--- start Entries shown ---
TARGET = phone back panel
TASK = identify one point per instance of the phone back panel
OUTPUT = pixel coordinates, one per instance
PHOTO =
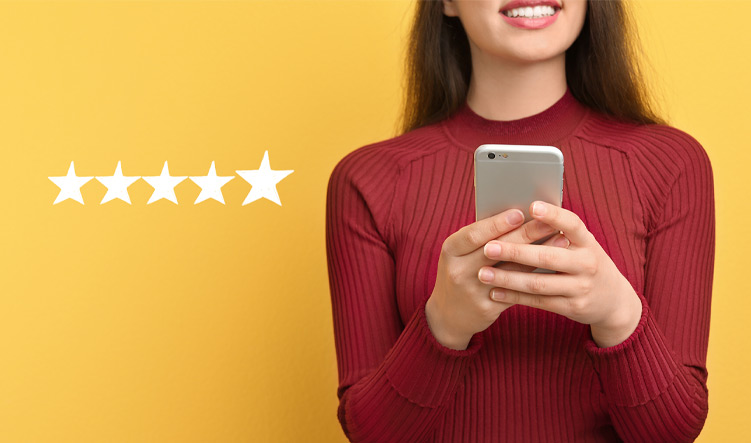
(515, 177)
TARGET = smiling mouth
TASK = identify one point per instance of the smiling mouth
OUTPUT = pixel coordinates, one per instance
(539, 11)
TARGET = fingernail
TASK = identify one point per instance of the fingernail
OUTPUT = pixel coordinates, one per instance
(486, 275)
(492, 250)
(538, 208)
(515, 217)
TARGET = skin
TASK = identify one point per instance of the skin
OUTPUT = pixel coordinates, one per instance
(518, 73)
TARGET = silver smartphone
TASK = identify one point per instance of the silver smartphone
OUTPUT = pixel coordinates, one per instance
(513, 176)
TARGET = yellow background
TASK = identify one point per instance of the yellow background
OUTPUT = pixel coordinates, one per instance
(198, 323)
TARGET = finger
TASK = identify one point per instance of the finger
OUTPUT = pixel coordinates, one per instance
(473, 236)
(557, 240)
(552, 303)
(555, 258)
(562, 219)
(530, 282)
(529, 232)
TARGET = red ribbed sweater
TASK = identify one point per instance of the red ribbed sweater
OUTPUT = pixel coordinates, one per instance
(646, 194)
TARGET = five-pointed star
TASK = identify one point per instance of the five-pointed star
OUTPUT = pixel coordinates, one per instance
(263, 181)
(164, 185)
(211, 185)
(117, 186)
(70, 185)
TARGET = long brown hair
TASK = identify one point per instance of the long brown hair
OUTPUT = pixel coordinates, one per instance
(602, 66)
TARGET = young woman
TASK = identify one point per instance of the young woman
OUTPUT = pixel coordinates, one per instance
(437, 341)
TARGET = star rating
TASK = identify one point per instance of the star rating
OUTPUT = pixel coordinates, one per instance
(211, 185)
(70, 186)
(164, 186)
(263, 183)
(117, 186)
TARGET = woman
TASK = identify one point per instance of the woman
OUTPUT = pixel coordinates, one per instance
(613, 346)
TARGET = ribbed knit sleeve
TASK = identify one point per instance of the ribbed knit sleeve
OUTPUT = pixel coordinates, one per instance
(655, 380)
(394, 379)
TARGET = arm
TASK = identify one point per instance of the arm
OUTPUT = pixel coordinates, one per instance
(655, 380)
(394, 379)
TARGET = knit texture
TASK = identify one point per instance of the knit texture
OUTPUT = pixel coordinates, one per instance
(646, 194)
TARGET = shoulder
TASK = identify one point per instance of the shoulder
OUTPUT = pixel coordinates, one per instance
(665, 149)
(379, 164)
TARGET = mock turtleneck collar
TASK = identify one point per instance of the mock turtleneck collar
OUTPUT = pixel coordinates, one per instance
(469, 130)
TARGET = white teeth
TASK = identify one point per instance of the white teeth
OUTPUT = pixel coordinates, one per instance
(530, 12)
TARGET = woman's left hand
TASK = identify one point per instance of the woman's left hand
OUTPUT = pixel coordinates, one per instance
(588, 287)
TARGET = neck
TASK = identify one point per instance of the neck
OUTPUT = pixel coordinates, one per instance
(499, 90)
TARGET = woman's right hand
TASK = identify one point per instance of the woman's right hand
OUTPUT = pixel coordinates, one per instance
(460, 304)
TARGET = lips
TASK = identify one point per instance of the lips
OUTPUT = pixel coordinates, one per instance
(531, 3)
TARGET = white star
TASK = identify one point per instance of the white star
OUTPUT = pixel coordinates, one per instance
(70, 185)
(263, 181)
(117, 185)
(164, 185)
(211, 185)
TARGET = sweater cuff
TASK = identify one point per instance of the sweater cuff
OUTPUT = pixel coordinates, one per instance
(640, 368)
(421, 369)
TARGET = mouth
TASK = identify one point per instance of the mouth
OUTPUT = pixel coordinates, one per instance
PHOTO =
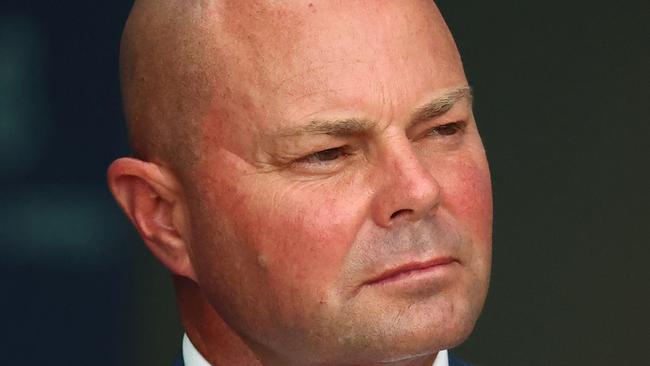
--- end Entries shown ---
§ What you have to do
Copy every line above that contains the string "pointed". The match is case-sensitive.

§ Written answer
TARGET = five-pointed star
TASK = identify one point per instance of the five-pointed star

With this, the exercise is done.